### EXERCISE DETAILS
Copy the part of the material that opens with the line containing "Pick out the bird's back, placing" and runs through the last line of the material, keeping every line exactly as it appears, both ends included.

-- start EXCERPTED RECORDS --

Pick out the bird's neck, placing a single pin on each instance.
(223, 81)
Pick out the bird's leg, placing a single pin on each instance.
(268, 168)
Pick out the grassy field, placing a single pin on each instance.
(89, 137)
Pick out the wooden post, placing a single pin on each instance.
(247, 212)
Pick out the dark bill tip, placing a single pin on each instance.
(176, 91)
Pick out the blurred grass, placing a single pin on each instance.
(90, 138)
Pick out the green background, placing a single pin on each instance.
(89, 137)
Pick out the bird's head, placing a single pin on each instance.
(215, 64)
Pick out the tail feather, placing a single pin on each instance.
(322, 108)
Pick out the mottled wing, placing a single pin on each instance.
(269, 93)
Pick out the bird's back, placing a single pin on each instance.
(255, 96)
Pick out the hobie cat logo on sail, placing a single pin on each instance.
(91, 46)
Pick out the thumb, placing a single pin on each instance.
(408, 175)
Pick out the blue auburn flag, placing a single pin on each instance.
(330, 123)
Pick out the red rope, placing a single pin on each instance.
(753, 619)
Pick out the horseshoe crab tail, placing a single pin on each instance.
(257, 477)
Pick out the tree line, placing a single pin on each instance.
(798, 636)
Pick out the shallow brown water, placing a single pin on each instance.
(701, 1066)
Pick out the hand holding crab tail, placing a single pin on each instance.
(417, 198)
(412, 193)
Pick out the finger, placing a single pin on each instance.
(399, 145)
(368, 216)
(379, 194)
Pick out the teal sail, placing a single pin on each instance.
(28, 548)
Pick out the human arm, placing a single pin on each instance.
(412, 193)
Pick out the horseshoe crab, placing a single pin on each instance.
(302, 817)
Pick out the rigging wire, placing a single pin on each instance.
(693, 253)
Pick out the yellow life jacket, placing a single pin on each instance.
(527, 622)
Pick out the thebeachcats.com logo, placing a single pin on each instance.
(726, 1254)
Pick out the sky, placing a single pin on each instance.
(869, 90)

-- end EXCERPTED RECORDS --

### IN RESPONSE
Pick out the bird's back, placing a single pin on each instance.
(255, 96)
Pick out the hobie cat logo on sail, placing a single pin on each instance.
(91, 46)
Pick out the thumb, placing a single pin on each instance.
(408, 175)
Pick out the blue auburn flag, placing a single pin on each instance.
(330, 123)
Pick out the red rope, placing a single pin on each instance.
(753, 619)
Pick out the horseshoe crab tail, placing a single pin on each instance.
(257, 477)
Pick out the tree line, placing a single pin on each instance.
(798, 636)
Pick out the shallow brown water, placing a single pin on each instance.
(701, 1066)
Pick out the hand holding crab tail, placing a single pin on each instance.
(417, 198)
(412, 193)
Pick out the finger, placing a single pin on each instance.
(399, 145)
(368, 216)
(379, 194)
Pick out the teal sail, placing a single pin on each instance.
(28, 548)
Pick out the human arm, placing a single pin on each instance.
(412, 193)
Pick out the horseshoe crab, placing a single pin on each instance.
(302, 817)
Pick out the rigging wire, placing a single pin on each instance.
(693, 253)
Pick out the yellow life jacket, placing a single pin on each instance.
(527, 622)
Pick out the thebeachcats.com logo, placing a single pin on each instance.
(726, 1254)
Pick out the sky, placing a single pin on each instance.
(869, 90)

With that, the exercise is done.